-------- Document passage --------
So at first, it was a little unsettling to be ‘ignored’ by the ladies, who were mostly looking down and not at me – until I reminded myself that, well, they were crafting and not at all ignoring me. Come to think of it, telling a story without being stared at may actually be quite pleasant, when you get used to it.

On a different note, GTA V has come out for Xbox, and as Victor bought it, our living room is once again, for the time being, intermittently exposed to violence, drug use, reckless driving, foul language and the like. This game is completely weird and pointless, but seems to be enjoyed by the boys; they get into discussions about the specifics of various cars and weapons used in the game. And the satire: everybody and everything is this fictionalised Los Angeles, dubbed Los Santos, is hyperbolised and ridiculed. It is quite funny, actually.
And no, I am not worried that they will want to drive like maniacs up and particularly down mountainous slopes, or steal any number of vehicles including garbage trucks, while on drugs, or rob jewellery shops, or argue with adulterous wives and their yoga teachers, or anything like that. It’s a game; they know the difference, and anyway, characters on drugs behave intensely irrationally, so it’s no advertisement.

As for cars in real life, the TARDIS has been making weird noises lately, when coming into a bend. I asked my dad about it; he started out by guessing at a worn front-wheel casing and recounting how many times he had had something like that fixed on various cars over the years. Yikes.
On further inspection, though, there was no creaking around the wheel; so we went for a little drive – and the problem was identified. The servo transmission turned out to be sorely lacking fluid; and of course, it would be complaining in bends, not driving along in a more or less straight line. It still works, so I hadn’t had any real problem with it, only the noises.
Anyway, this is a very fixable problem, and at a much lower cost than having a wheel casing replaced.


The Knitting
This week, I have pictures, as promised, of my knitting progress. The Leaf cardigan (I still have no fancy name for it) has reached the lace border at the bottom and is moving along nicely, with only a slight hitch when I was starting a RS row and realised that I had done the previous RS wrong. Sigh. I had to tink two rows of 225 stitches each and then re-knit.

Not a huge task in itself, but it put me off it for a day or two, during which I started a pair of striped socks in my quest to work out the perfect sizing on the arched short-row heel socks that will fit into shoes without any bulkiness or bunching.

These were my first attempt, and they are nice and pretty, but the heel behaved slightly differently than I had anticipated, so the foot is too long to fit comfortably into shoes. So, I have shortened the foot, moving the point at which one begins the heel, and I’m giving it another go. 
My sister is beta-knitting again – so we actually managed, during the weekend, to sit side by side, knitting socks from the same pattern. Very cosy.
-------- Records supplied --------
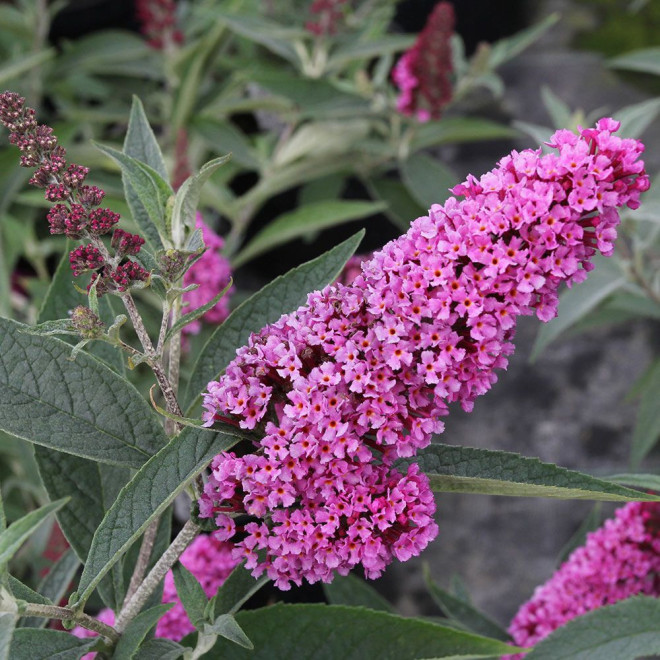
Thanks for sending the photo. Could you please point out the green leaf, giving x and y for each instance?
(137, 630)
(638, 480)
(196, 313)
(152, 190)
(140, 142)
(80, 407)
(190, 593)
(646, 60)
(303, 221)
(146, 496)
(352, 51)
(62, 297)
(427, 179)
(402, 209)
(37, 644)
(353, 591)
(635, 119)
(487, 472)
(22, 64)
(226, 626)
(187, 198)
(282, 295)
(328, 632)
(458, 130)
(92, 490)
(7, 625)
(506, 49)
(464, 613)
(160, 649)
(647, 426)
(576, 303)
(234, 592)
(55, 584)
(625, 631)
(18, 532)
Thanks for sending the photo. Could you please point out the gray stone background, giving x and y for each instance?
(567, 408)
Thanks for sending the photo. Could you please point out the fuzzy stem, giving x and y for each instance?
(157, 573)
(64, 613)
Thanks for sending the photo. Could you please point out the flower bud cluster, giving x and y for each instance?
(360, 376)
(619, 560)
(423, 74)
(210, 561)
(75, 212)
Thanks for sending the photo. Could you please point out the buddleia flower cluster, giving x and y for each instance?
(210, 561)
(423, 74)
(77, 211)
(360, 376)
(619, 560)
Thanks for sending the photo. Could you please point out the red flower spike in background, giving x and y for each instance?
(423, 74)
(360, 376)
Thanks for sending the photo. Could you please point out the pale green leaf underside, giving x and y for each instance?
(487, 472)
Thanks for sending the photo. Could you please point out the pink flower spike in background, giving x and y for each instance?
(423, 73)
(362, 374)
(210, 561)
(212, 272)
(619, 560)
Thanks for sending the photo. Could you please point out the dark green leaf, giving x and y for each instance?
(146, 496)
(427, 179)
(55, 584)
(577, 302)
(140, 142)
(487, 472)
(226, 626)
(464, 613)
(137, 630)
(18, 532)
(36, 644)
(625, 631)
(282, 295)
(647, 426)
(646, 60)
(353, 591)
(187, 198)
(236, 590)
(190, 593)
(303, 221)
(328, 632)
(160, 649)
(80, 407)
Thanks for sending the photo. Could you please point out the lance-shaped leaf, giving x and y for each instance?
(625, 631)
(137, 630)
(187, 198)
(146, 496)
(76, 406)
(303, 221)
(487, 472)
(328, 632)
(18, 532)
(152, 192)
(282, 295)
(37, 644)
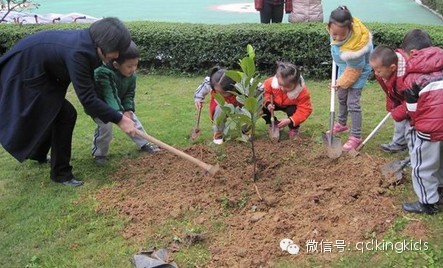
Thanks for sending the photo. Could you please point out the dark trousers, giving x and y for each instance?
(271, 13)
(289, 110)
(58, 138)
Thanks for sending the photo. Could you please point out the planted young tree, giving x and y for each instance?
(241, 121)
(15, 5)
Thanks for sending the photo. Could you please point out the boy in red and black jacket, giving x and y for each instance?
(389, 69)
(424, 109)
--------
-------- Records supplied --------
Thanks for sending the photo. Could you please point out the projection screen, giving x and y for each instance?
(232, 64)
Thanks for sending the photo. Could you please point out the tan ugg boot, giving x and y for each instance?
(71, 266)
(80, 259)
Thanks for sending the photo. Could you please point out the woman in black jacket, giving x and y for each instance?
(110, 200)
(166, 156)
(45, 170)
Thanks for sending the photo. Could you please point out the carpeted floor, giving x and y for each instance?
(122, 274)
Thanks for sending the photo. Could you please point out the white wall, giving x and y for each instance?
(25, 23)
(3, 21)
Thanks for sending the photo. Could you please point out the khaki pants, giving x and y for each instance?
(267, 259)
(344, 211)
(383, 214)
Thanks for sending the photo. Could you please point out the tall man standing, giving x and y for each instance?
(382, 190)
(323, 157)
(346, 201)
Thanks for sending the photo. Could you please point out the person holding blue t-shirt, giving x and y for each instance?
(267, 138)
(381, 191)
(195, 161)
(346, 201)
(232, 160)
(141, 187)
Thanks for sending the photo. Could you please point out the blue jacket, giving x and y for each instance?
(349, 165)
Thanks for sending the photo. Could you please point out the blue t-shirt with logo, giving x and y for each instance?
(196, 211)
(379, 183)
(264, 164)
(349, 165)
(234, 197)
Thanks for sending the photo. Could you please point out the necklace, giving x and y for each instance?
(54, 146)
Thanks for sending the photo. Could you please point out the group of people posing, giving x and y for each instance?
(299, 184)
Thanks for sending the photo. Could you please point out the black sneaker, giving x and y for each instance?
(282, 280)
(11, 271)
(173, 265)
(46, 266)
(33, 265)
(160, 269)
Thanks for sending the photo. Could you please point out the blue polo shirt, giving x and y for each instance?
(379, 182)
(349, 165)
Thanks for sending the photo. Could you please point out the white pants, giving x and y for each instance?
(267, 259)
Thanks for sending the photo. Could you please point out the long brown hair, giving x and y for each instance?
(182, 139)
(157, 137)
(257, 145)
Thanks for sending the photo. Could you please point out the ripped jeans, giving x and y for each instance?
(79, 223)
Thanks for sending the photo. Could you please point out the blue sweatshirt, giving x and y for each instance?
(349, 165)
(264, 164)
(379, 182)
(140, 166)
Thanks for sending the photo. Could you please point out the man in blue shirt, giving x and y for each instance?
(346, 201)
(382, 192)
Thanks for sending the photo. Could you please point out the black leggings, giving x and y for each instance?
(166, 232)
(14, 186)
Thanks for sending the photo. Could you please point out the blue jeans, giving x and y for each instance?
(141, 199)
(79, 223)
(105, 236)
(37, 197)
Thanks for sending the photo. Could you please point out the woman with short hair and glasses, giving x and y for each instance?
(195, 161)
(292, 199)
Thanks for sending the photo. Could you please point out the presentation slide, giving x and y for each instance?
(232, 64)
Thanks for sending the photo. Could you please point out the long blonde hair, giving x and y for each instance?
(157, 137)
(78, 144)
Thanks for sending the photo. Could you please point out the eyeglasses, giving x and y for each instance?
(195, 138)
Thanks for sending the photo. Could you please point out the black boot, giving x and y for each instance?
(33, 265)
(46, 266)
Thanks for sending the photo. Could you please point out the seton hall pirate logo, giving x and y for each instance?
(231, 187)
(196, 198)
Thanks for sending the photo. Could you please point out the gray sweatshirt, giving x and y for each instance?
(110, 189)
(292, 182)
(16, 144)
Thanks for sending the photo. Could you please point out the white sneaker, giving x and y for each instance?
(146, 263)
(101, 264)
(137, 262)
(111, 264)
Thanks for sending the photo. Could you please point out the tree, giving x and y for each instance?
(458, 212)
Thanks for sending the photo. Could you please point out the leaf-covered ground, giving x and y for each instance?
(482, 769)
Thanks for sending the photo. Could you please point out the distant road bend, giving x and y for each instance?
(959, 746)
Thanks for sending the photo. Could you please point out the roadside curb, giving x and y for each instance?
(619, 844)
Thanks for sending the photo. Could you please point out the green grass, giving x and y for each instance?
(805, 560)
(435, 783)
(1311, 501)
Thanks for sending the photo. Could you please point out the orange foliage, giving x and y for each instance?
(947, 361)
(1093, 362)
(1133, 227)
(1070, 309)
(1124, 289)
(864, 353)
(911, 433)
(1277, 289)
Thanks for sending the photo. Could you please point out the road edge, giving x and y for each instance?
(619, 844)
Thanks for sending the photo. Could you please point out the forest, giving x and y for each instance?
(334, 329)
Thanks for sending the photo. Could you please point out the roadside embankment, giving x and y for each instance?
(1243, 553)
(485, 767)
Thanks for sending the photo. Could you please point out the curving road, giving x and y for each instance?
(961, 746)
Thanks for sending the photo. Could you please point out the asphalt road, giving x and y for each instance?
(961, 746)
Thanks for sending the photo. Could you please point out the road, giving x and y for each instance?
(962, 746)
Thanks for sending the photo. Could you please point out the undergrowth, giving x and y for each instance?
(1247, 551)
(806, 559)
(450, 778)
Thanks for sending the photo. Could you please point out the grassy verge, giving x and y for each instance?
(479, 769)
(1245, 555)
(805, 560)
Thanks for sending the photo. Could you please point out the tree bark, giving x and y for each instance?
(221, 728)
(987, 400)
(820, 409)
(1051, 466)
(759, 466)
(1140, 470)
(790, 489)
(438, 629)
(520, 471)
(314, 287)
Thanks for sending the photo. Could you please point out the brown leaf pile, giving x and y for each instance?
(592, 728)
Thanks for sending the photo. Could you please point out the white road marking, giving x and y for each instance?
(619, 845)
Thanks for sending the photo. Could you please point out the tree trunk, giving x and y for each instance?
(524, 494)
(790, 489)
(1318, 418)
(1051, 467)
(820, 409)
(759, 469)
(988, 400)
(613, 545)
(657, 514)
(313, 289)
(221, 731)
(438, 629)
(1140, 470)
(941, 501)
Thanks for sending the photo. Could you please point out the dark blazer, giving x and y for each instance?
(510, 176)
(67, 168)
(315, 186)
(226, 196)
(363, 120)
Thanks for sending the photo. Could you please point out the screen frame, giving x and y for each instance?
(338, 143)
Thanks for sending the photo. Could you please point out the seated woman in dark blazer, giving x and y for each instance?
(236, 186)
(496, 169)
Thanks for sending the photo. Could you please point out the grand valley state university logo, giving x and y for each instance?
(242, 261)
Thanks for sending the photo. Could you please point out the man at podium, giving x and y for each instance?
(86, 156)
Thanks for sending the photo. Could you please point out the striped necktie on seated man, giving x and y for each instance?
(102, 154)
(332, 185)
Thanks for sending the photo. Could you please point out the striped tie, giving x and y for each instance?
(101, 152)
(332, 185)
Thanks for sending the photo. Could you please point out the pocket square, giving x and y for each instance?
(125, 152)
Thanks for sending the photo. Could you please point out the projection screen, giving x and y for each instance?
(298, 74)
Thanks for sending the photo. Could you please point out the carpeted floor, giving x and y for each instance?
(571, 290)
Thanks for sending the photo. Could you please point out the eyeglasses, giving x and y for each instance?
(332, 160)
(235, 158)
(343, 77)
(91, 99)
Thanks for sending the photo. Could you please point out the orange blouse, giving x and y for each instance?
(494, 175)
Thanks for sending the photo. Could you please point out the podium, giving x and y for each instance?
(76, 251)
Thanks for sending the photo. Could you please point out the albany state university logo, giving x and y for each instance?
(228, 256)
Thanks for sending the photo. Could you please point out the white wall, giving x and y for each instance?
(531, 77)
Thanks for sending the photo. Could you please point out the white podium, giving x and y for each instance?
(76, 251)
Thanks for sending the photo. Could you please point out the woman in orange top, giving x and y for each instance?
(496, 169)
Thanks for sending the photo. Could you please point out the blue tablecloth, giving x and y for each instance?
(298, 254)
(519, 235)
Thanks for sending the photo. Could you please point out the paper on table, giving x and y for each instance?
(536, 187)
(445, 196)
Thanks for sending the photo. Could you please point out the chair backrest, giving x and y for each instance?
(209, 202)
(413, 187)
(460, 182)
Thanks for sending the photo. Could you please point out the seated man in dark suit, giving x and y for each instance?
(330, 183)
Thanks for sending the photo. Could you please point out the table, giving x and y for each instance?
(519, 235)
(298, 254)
--------
Instruction:
Print the section of the knitting blog post starting with "So at first, it" and going on through "quite funny, actually.", keeping every word unchanged. The records were taken from a separate source.

Written solution:
So at first, it was a little unsettling to be ‘ignored’ by the ladies, who were mostly looking down and not at me – until I reminded myself that, well, they were crafting and not at all ignoring me. Come to think of it, telling a story without being stared at may actually be quite pleasant, when you get used to it.

On a different note, GTA V has come out for Xbox, and as Victor bought it, our living room is once again, for the time being, intermittently exposed to violence, drug use, reckless driving, foul language and the like. This game is completely weird and pointless, but seems to be enjoyed by the boys; they get into discussions about the specifics of various cars and weapons used in the game. And the satire: everybody and everything is this fictionalised Los Angeles, dubbed Los Santos, is hyperbolised and ridiculed. It is quite funny, actually.